**EXCERPT PROVIDED**
○ ○ ○

A quick update on 9/15/2015: OneVirginia2021 on Monday filed a lawsuit in Richmond Circuit Court asking that the state’s General Assembly district lines, drawn in 2011, be thrown out on the grounds that the districts are not compact, a requirement of the state constitution.
“Far from having a standard, the legislature effectively ignored the Constitution on this point, and gave us distorted, weirdly shaped districts that break up communities and rig elections by depriving voters of meaningful competition,” says Brian Cannon, the organization’s executive director, in a release.
In August, we caught up with Cannon. Read our Q&A below.
The 4th U.S. Circuit Court of Appeals has given the General Assembly until September to redraw its much-contested 2012 voting maps. The court concluded in June that the congressional boundaries unconstitutionally packed black voters into the 3rd Congressional District, which spans from Richmond to Hampton Roads.
The result: fortified Republican strongholds in adjacent districts, and ammunition for critics who say gerrymandering guts party competition and limits voter power.
By mid-July, Gov. Terry McAuliffe was talking about a special session; congressional Republicans, intent upon an appeal, were asking the court for more time and a similar courtroom battle, this one over the state legislative districts, was awaiting a decision expected this month.

○ ○ ○

**DATA EXCERPTS**
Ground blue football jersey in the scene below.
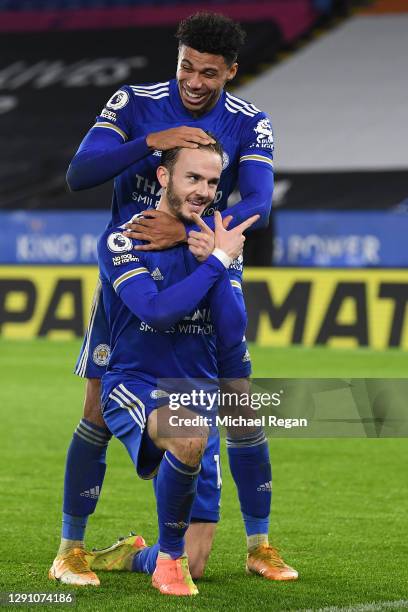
[93,79,273,226]
[98,222,243,384]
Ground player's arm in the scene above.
[98,215,254,331]
[208,266,247,350]
[113,255,227,331]
[205,113,274,230]
[67,86,214,191]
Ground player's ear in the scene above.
[156,166,169,187]
[227,62,238,81]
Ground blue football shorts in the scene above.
[102,373,222,523]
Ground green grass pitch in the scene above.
[0,340,408,612]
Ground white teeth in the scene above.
[184,88,203,98]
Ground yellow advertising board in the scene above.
[0,266,408,349]
[245,268,408,349]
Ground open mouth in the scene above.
[188,202,206,214]
[181,85,207,104]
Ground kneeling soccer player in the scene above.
[50,139,253,595]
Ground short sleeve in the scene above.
[93,85,133,142]
[239,112,274,166]
[228,255,244,293]
[98,230,150,295]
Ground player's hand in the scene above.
[123,209,187,251]
[146,126,215,151]
[187,213,215,262]
[187,213,232,263]
[214,210,259,259]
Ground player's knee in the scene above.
[170,432,207,467]
[84,378,106,427]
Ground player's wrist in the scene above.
[145,133,156,149]
[212,247,232,268]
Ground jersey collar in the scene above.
[170,79,225,121]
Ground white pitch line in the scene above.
[297,599,408,612]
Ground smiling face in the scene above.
[177,45,238,115]
[157,148,222,223]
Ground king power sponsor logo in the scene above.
[0,266,408,350]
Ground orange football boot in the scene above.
[152,557,198,596]
[246,544,299,580]
[48,548,100,586]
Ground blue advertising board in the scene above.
[273,210,408,268]
[0,210,408,268]
[0,211,110,264]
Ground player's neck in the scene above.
[156,195,176,217]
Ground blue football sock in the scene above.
[63,419,112,524]
[156,451,200,559]
[227,431,272,536]
[61,512,88,541]
[132,543,159,574]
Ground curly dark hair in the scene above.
[176,13,246,66]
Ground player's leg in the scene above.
[103,384,207,595]
[219,342,298,580]
[148,406,208,595]
[49,285,111,585]
[91,430,221,579]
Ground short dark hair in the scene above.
[160,130,223,172]
[176,13,246,66]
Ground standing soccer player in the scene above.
[51,9,297,584]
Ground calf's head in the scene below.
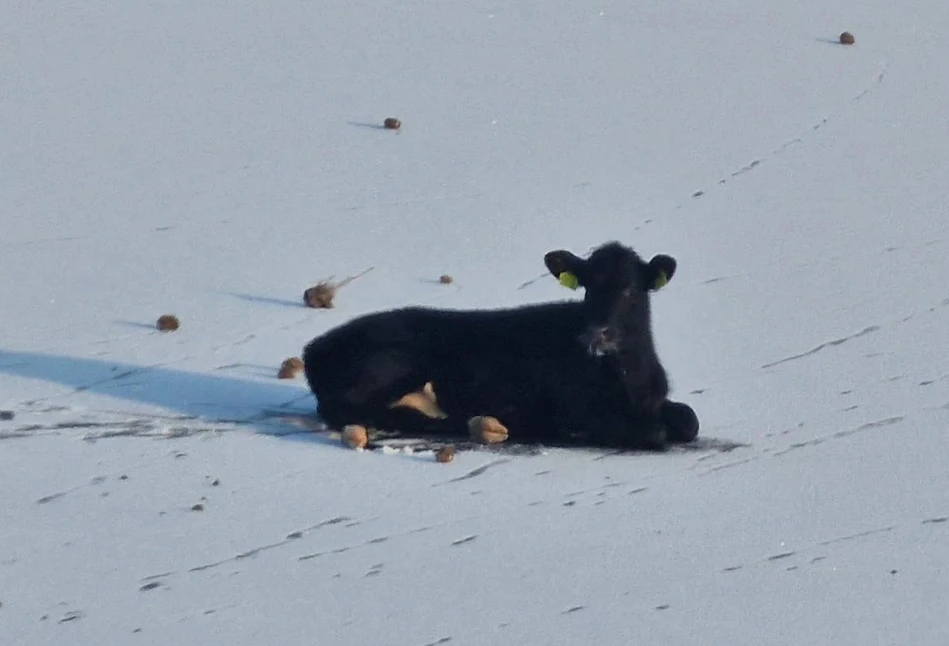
[544,242,676,356]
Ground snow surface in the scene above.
[0,0,949,646]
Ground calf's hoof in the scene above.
[341,424,369,449]
[468,415,508,444]
[662,402,699,444]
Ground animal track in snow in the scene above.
[679,64,887,208]
[761,325,880,368]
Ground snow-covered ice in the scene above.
[0,0,949,646]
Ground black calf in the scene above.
[303,242,699,448]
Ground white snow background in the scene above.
[0,0,949,646]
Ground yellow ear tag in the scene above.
[557,271,580,289]
[652,269,669,289]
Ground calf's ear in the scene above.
[646,254,676,291]
[544,249,585,289]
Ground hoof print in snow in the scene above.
[435,444,455,464]
[342,424,369,449]
[59,610,85,624]
[155,314,181,332]
[303,267,375,309]
[468,415,508,444]
[277,357,303,379]
[303,282,336,309]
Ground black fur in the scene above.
[303,242,699,449]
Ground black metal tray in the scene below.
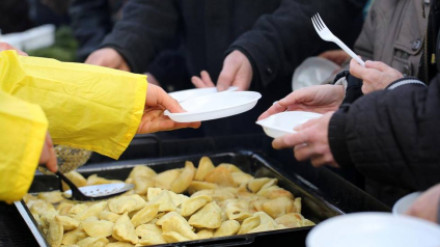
[16,150,344,246]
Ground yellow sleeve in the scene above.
[0,90,48,203]
[0,51,147,159]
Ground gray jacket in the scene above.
[354,0,429,81]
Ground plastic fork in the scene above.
[312,13,365,66]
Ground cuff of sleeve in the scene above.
[328,105,352,167]
[386,77,426,90]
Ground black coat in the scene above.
[102,0,366,134]
[329,1,440,205]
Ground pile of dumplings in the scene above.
[24,157,314,247]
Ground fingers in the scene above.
[272,131,308,149]
[258,101,287,120]
[365,61,391,71]
[145,84,184,112]
[191,70,215,88]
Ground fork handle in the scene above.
[335,39,365,67]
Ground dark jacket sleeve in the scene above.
[228,0,366,86]
[69,0,113,61]
[101,0,179,73]
[329,75,440,190]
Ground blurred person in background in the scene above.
[69,0,190,91]
[259,1,440,205]
[86,0,366,136]
[0,43,200,203]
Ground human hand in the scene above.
[137,84,201,134]
[406,184,440,223]
[318,50,350,66]
[85,48,130,71]
[0,42,27,56]
[191,50,253,91]
[258,85,345,120]
[272,112,339,167]
[191,70,215,88]
[38,133,58,172]
[350,59,403,94]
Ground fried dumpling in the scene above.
[46,219,64,246]
[77,237,109,247]
[238,212,278,234]
[136,224,166,245]
[81,220,114,238]
[263,197,295,218]
[112,213,138,244]
[131,203,159,227]
[194,156,215,181]
[75,201,107,220]
[257,185,293,199]
[275,213,304,228]
[98,210,120,223]
[125,165,156,195]
[61,228,87,245]
[188,181,218,195]
[38,191,64,204]
[224,199,252,221]
[148,190,177,212]
[205,166,235,186]
[62,170,87,190]
[247,177,277,193]
[214,220,240,237]
[196,229,214,239]
[55,215,79,231]
[188,201,222,229]
[108,194,146,214]
[170,161,196,193]
[180,195,212,217]
[156,212,197,243]
[154,169,182,190]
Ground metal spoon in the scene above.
[55,171,134,201]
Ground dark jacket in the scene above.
[102,0,366,134]
[329,1,440,205]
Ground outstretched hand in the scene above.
[350,59,403,94]
[137,84,201,134]
[191,50,253,91]
[272,112,339,167]
[85,48,130,71]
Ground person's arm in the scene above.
[0,90,48,203]
[228,0,366,86]
[328,75,440,190]
[96,0,179,73]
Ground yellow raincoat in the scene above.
[0,51,147,202]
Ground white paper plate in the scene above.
[168,87,238,102]
[306,212,440,247]
[392,192,422,215]
[256,111,322,138]
[164,91,261,123]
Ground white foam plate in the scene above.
[168,87,238,102]
[164,91,261,123]
[256,111,322,138]
[392,192,422,215]
[306,212,440,247]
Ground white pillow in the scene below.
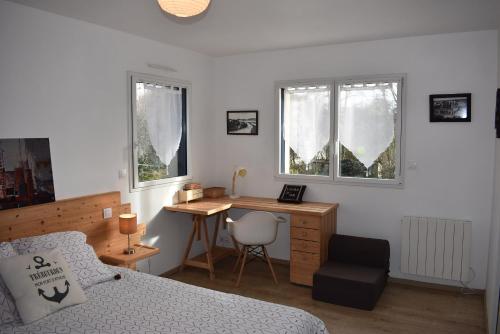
[0,249,87,324]
[12,231,115,289]
[0,242,19,325]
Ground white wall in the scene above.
[213,31,497,288]
[485,9,500,333]
[0,1,213,273]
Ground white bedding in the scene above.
[0,267,328,334]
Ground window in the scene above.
[278,75,403,185]
[130,73,190,189]
[279,83,331,179]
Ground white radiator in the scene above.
[401,216,472,282]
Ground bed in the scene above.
[0,193,328,334]
[0,267,328,334]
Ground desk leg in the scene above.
[210,213,222,250]
[180,215,198,271]
[200,217,215,280]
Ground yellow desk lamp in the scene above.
[229,167,247,198]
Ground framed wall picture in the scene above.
[429,93,471,122]
[0,138,55,210]
[227,110,259,136]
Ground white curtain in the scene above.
[144,84,182,166]
[338,83,398,168]
[283,87,330,164]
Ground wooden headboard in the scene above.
[0,191,146,256]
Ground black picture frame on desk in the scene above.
[278,184,307,204]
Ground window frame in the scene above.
[127,71,192,192]
[274,73,406,188]
[274,79,335,183]
[333,74,406,188]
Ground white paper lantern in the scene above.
[158,0,210,17]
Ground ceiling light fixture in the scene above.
[158,0,210,17]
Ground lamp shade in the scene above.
[158,0,210,17]
[118,213,137,234]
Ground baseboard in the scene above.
[160,258,290,277]
[388,277,484,295]
[160,266,181,277]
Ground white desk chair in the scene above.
[226,211,286,286]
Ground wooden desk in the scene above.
[165,200,235,279]
[165,197,338,286]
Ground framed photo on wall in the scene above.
[429,93,471,122]
[226,110,259,136]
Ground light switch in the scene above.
[118,168,128,179]
[102,208,113,219]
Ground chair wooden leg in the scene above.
[261,246,278,284]
[236,246,248,287]
[233,247,243,273]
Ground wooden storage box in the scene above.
[203,187,226,198]
[178,189,203,203]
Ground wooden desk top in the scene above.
[164,199,231,216]
[164,196,339,216]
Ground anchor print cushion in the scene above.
[12,231,115,289]
[0,242,19,325]
[0,249,87,324]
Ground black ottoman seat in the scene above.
[312,234,390,310]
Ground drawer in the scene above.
[290,226,320,242]
[290,239,320,254]
[290,261,319,286]
[290,215,321,230]
[290,251,320,270]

○ ○ ○

**REQUIRED ACTIONS**
a: In the article on Virginia redistricting, which congressional district did the 4th U.S. Circuit Court of Appeals find had unconstitutionally packed black voters?
b: Continue the article on Virginia redistricting from the point where it ends.

**FINAL ANSWERS**
a: The 3rd Congressional District, which spans from Richmond to Hampton Roads.

b:
What does it all mean? We turned to Brian Cannon, executive director of the redistricting reform group OneVirginia2021, for a primer. The group wants an independent commission to take over redistricting, and will file its own legal challenge this month.
Brian Cannon, executive director of redistricting reform group OneVirginia 202. (Photo courtesy: OneVirginia 2021)
RM: Is it possible no one will be happy unless all districts turn “purple”?
Cannon: One of the things foot-draggers on reform say is, “We can’t make every district competitive.” Our organization agrees wholeheartedly. If you drew a line around the city of Richmond and made that one Senate district, it would not be a competitive district. We’re going to elect Democrats all day long, but that’s OK because, as Richmonders, we’re choosing that. Instead, the city is divided three ways right now, so we have three state senators who “represent” Richmond — none of whom live in the city. We’d rather keep communities as intact as possible to keep their voice, whether it’s conservative or liberal or libertarian or purple, instead of being divided up by whoever is in control of redistricting.
RM: The charge that politicians are disenfranchising voters is damning — why is the issue receiving so little attention?
Cannon: This is historically the problem: (Redistricting) is a dirty deed done once a decade. It’s a bad vote that good politicians, for whatever political reason, take that they’re not proud of, but they do it once a decade and hope that we all forget about it. Which is why the court cases are so important — they’re actually forcing the conversation mid-decade.
RM: Can you explain why redistricting went from a political fight to a courtroom battle?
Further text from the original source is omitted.